### ИСХОДНЫЙ ТЕКСТ
________________________________________
Прислуга, приняв Нечаева за одного из русских, которые бывали у нас, не обратила на него никакого внимания, тем более что все делалось открыто, днем и без всякой таинственности. Мы сошли втроем, я села с Нечаевым рядом, моя дочь впереди, и мы быстро помчались из Женевы, не помню теперь, в какое местечко, часа за три от Женевы. Когда мы оставили город за собой, я вздохнула с облегчением, хотя я и была уверена, что полиция никак бы не предположила, что Нечаев выехал из Женевы в полдень, в таком красивом экипаже и на таких быстрых конях; мне приятна была почти верная удача, а жутко,--это то чувство, которое, вероятно, испытывают игроки. Часа через три мы доехали до избранного нами местечка. Как водится, кучер подвез нас к единственному трактирчику, где ничего нельзя было найти съестного, но зато оттуда вид на озеро был великолепен. В маленьком садике, окружающем трактир, были цветники и беседки с столами; в праздничные дни тут, вероятно, бывало много посетителей, которые, накатавшись вдоволь в лодках, закусывали незатейливыми швейцарскими блюдами и запивали местным вином. И мы поместились в одной беседке, спросили чего-нибудь поесть, нам подали сыр и белое кисло-сладкое вино.
-- Вы мне не верили,-- сказала я Нечаеву с торжествующим видом,-- а я скорее устроила ваш переезд, чем ваш Земперини.
Я была довольна и смеялась от души.
-- Вас не знали, -- возразил мне Нечаев,-- я очень жалею, что судил о вас, не зная вас.
________________________________________
### ИСХОДНЫЕ ДАННЫЕ
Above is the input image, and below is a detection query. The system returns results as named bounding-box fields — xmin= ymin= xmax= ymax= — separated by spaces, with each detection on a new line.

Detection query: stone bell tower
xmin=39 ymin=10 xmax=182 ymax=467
________________________________________
### ЧТО СДЕЛАТЬ
1. Что подали путникам в беседке трактира в рассказе о переезде Нечаева из Женевы?
2. Допишите продолжение рассказа о переезде Нечаева из Женевы, начиная сразу после последней реплики Нечаева.
Список здесь не понадобится.

### ОТВЕТЫ
1. Сыр и белое кисло-сладкое вино.

2.
Но Нечаеву не сиделось, он, видимо, торопился: было так близко от спасенья, потому-то ему и было страшно, и он спешил перебраться на другую сторону. Прощаясь, он мне сказал, что никогда не забудет, что я сделала для него, благодарил и мою дочь за ее попеченье о нем и за уменье в эти годы хранить тайну. Он сел в лодку и долго махал нам платком--и переехал благополучно в Савойю [296].
Зачем он не уехал в Америку, как мы ему часто советовали с Наташей во время его пребывания в пашем доме. В то время я иногда жарко спорила с ним, говорила, что не понимаю нигилистов, что нужно у нас трудиться над реформами, над образованием народа, а они, не знаю, что хотят, и ни до чего не дойдут.
Раз Наташа сидела с ним одна в своей комнате. Нечаев заметил, что она пристально смотрит на его руки, и спросил ее об этом; сначала она не хотела сказать, что думает, но он настаивал.
-- У вас пальцы какие-то странные, будто искусанные,-- я думала, что это Иванов...-- сказала она. Нечаев не дал ей договорить.
-- Какой вздор,-- сказал он и стал ходить взад и вперед по комнате, а потом заговорил о другом [297].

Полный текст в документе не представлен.